▶ EXCERPTED PASSAGE:
════════════════════

In [1]:
#Importing required packages.
    #tweepy for the API and searching of twitter.
import tweepy

    #string to remove punctation, unicodedata and unidecode to convert emoji into text representation.
import string
import unicodedata
from unidecode import unidecode

    #textblob for the sentiment analysis.
from textblob import TextBlob

    #pandas to store it into a dataframe, and csv to write out. 
import pandas as pd
import csv

In [2]:
def pull_tweets(term,date,retweets,lang,amount):
    """ 
        This function creates an Oauth handler for Twitter.com's API using credentials provided in the .py file.
        The function then connects to Twitter's API, and using the Cursor object from Tweepy package it does a 
        search for tweets using the parameters specified. The text field of these tweets are then stored into
        a list, and returned to the caller. 

        Parameters: 
            term         (string): The term used to search twitter for tweets
            date         (string): The date used for earliest search (note: free accounts can only go back 7 days)
            retweets    (Boolean): Whether to include retweets or not. 
            lang         (string): The language of tweet to return.
            amount          (int): The number of tweets to pull. 

        Returns: 
            list: A list of raw tweet information. 

    """
    include_retweets = ' -filter:retweets'
    #enable retweets if requested by the caller
    if retweets == True:
        include_retweets = ''
        
    %run ~/twitter_credentials.py
        #Use tweepy.OAuthHandler to create an authentication using the given key and secret
    auth = tweepy.OAuthHandler(consumer_key=con_key, consumer_secret=con_secret)
    auth.set_access_token(acc_token, acc_secret)
        #connect to the twitter API using the authentication
    api = tweepy.API(auth)

════════════════════

▶ SHORT TASK A:
Answer these questions about the tweet-search code, each on its own line:
(i) Which package is imported for the sentiment analysis?
(ii) According to the parameter notes, how far back can free accounts search?
(iii) What value is include_retweets given when the caller asks for retweets?
▶ SHORT TASK B: Alter the part of the tweet-search code that opens with the words containing "import pandas as" and closes with "back 7 days)", writing "Cursor class" in place of "Cursor object".

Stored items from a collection
════════════════════

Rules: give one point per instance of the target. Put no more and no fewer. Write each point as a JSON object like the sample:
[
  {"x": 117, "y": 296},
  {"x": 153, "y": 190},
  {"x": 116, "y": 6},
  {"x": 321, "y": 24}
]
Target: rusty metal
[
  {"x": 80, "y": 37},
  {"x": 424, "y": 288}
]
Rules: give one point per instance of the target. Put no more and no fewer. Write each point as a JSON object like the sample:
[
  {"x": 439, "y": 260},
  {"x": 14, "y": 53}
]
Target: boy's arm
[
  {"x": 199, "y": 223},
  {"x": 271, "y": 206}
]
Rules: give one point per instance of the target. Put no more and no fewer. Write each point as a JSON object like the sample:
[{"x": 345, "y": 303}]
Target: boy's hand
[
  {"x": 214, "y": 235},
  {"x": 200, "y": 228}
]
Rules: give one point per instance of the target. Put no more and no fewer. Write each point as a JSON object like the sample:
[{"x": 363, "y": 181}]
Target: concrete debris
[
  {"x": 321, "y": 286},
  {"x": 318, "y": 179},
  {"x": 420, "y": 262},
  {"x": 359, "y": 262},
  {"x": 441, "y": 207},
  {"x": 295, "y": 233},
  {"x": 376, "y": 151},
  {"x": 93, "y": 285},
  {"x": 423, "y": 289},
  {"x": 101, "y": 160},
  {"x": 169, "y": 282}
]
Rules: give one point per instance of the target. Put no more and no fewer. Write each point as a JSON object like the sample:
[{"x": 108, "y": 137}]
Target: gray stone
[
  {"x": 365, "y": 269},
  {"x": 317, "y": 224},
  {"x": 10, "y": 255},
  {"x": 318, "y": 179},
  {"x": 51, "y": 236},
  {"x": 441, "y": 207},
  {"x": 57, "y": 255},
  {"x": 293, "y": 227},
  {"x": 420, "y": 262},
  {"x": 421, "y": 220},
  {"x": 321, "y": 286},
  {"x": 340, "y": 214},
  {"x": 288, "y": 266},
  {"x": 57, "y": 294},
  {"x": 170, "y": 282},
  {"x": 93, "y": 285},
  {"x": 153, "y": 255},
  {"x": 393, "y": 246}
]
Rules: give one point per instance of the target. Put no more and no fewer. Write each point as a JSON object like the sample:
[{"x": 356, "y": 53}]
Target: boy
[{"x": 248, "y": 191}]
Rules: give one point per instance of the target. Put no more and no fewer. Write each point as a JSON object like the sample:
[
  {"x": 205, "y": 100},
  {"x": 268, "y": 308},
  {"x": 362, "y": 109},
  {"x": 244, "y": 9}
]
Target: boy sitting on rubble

════════════════════

▶ FINISHED ANSWER A:
(i) TextBlob, imported from textblob.
(ii) Free accounts can only go back 7 days.
(iii) An empty string ('').

▶ FINISHED ANSWER B:
import pandas as pd
import csv

In [2]:
def pull_tweets(term,date,retweets,lang,amount):
    """ 
        This function creates an Oauth handler for Twitter.com's API using credentials provided in the .py file.
        The function then connects to Twitter's API, and using the Cursor class from Tweepy package it does a 
        search for tweets using the parameters specified. The text field of these tweets are then stored into
        a list, and returned to the caller. 

        Parameters: 
            term         (string): The term used to search twitter for tweets
            date         (string): The date used for earliest search (note: free accounts can only go back 7 days)